_EXERCISE REQUIREMENTS_
**1.** Answer these questions using the article on Angie Stone's album Unexpected:
(a) Which record label released the album?
(b) On what date did the lead single premiere on Stone's website?
(c) Who interviewed Stone for Blues & Soul?
**2.** List every date that appears in the article on Angie Stone's album Unexpected.
**3.** Continue the article on Angie Stone's album Unexpected from its last sentence.

_EXTRACT PROVIDED_
┌──

Unexpected is the fifth studio album by American singer Angie Stone. It was released on November 23, 2009, by Stax Records. The lead single, "I Ain't Hearin' U", premiered on Stone's website on October 5, 2009. A remixed version of "Free", featuring Young Nate, was released as the second and final single from the album.

Upon the album's UK release in February 2010, Stone told Pete Lewis of Blues & Soul: "Being as I've delivered four decent albums already, I felt it was safe to switch up and do something different this time. And musically overall I just wanted to have FUN! I wanted to do something that embodies a jam kinda feel, so that we could have some fun in concert and show people everything doesn't always have to be so serious."

└──

_DATA RECORDS_

┌──

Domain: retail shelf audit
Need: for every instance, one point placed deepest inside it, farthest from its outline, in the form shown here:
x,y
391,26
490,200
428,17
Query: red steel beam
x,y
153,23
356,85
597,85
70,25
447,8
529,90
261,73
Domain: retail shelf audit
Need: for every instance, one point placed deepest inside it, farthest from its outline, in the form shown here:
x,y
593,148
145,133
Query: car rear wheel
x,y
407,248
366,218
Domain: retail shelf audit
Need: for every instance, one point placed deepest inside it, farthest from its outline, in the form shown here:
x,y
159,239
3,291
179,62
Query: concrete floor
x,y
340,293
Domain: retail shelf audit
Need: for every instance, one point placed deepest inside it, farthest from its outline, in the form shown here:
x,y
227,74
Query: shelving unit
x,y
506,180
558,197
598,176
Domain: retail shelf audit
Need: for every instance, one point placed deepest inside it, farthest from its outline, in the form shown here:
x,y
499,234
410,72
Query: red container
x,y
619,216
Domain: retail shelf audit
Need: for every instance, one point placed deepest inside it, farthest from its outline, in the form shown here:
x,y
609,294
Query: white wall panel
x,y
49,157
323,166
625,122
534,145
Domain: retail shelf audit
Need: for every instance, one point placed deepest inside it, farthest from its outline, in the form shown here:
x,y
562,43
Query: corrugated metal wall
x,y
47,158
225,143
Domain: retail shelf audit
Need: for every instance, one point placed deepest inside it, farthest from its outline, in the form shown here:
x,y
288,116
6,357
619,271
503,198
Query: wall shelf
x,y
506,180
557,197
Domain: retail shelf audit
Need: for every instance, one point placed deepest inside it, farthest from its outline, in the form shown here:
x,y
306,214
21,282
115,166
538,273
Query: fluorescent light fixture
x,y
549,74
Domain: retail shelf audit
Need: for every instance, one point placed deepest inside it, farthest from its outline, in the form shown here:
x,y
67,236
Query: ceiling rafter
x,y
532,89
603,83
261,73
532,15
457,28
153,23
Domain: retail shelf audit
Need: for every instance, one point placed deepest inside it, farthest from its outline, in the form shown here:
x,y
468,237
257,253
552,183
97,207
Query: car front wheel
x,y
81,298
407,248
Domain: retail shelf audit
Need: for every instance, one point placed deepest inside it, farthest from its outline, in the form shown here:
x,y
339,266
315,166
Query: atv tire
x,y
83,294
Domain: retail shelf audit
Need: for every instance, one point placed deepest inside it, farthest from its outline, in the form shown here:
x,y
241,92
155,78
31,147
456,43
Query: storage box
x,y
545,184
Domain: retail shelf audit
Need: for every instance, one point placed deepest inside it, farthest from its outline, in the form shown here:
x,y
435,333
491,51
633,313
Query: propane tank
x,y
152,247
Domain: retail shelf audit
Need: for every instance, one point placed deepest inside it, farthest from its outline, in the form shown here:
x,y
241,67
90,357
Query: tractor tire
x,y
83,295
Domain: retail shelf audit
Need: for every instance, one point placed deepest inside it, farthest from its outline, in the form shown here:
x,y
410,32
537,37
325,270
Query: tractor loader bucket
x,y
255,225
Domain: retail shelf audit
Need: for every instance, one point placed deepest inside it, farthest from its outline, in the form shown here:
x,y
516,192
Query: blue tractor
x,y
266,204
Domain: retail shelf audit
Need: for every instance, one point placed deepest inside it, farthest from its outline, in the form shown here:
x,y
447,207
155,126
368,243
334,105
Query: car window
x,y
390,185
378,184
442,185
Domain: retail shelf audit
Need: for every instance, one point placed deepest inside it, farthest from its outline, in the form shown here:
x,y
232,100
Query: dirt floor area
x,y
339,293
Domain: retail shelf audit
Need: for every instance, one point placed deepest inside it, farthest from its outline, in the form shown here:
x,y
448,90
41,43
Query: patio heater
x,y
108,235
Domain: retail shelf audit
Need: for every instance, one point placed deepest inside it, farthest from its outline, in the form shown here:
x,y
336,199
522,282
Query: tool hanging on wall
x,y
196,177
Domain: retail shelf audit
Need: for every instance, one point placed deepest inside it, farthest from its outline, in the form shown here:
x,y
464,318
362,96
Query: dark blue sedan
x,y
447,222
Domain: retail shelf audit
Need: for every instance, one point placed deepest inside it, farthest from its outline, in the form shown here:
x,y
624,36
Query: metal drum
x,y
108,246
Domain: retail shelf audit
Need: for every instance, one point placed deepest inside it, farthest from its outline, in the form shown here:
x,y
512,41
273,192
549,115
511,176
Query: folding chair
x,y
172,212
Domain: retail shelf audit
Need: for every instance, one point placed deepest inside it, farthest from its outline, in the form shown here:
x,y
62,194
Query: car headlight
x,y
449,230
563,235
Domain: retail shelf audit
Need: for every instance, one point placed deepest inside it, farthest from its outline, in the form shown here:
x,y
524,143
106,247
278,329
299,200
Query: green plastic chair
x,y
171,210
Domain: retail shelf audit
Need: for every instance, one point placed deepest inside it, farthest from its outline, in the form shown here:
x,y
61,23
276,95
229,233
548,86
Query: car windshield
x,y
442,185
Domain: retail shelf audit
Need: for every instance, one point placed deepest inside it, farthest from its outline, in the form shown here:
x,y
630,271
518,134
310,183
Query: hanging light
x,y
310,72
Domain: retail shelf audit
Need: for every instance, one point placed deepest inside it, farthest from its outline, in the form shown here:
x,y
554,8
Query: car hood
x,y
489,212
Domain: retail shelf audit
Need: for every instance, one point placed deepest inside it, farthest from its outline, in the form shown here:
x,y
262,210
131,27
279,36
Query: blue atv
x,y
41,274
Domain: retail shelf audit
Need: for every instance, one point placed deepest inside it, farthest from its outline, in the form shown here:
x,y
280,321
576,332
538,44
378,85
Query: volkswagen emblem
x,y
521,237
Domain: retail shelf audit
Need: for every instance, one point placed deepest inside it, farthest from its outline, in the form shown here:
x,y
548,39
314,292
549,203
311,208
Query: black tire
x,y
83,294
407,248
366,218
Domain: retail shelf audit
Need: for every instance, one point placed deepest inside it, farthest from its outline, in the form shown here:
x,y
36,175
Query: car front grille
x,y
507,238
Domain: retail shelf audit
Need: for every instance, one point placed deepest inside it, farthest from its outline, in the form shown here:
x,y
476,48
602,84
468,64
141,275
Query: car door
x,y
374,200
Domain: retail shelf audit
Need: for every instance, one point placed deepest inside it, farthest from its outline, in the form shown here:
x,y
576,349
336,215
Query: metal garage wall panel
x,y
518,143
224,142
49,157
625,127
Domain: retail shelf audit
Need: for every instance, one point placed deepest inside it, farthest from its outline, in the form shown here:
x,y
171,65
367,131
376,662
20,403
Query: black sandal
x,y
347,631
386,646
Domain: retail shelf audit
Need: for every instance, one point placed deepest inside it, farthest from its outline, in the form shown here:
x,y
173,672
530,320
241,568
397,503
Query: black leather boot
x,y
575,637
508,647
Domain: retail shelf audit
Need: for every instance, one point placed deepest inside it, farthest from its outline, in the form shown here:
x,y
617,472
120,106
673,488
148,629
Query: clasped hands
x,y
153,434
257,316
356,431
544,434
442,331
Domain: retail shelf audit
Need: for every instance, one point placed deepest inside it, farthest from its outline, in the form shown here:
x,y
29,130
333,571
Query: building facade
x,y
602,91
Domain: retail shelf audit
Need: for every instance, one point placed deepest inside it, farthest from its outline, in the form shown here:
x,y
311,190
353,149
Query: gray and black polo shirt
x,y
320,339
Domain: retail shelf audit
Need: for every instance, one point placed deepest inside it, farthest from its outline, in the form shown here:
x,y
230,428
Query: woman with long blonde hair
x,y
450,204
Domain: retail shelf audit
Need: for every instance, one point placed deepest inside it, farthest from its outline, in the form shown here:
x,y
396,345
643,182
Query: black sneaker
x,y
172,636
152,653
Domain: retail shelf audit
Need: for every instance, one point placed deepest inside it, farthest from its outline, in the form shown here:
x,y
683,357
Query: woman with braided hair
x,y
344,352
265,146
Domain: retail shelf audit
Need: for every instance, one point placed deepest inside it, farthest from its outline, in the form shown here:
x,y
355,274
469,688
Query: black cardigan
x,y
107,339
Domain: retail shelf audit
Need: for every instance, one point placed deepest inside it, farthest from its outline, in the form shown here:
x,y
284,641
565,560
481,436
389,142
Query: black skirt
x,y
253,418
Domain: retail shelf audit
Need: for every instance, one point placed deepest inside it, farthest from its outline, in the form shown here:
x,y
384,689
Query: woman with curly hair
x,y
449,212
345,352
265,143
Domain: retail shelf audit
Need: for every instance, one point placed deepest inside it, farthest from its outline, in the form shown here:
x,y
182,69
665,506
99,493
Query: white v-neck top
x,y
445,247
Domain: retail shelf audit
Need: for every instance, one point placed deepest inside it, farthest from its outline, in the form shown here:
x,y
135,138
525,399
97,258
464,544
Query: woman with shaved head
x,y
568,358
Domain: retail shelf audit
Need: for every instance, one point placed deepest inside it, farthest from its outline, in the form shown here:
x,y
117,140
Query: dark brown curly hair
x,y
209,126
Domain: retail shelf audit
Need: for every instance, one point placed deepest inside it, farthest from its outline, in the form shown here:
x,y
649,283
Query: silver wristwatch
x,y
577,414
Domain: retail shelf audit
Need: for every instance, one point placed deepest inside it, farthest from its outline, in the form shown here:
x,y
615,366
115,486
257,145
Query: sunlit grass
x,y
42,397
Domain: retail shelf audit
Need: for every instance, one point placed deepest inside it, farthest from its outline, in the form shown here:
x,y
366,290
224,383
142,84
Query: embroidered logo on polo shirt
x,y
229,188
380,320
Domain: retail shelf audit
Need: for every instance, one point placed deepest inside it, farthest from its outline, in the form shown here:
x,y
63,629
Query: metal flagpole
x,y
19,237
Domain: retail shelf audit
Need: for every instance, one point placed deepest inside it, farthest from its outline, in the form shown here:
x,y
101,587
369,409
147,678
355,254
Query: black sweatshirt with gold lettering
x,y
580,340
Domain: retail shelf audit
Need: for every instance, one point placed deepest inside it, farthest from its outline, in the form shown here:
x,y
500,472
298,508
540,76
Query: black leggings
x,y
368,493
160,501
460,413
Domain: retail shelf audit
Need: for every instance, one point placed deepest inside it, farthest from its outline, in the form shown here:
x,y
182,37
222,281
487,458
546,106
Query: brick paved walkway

└──

_SET OF ANSWERS_
**1.**
(a) Stax Records
(b) October 5, 2009
(c) Pete Lewis

**2.** November 23, 2009; October 5, 2009; February 2010

**3.**
Critical reception

Unexpected received a weighted score of 67 out of 100 from review aggregate website Metacritic, indicating "generally favorable reviews", based on nine reviews from music critics. In his review for Clash, Kevin Angel declared the album Stone's "strongest to date, as she delivers an LP that effortlessly combines the finest elements of neo soul with old-skool R&B. The album sees Stone lay down some of her most honest tunes to date." However, he criticized the inclusion of the song "Tell Me", a "song built on a techno groove feels out of place, and the use of auto-tune seems like a desperate attempt to give the album a more commercial appeal." Chris Roberts from BBC Music called the album "a likeable blend of soul and funk with judicious little dashes of rap," adding: "It’s a neo-soul record. A very good one, because that’s what she does, her passionate voice bringing abundant personality [...] The album’s unsurprising, and often unconscionably fine."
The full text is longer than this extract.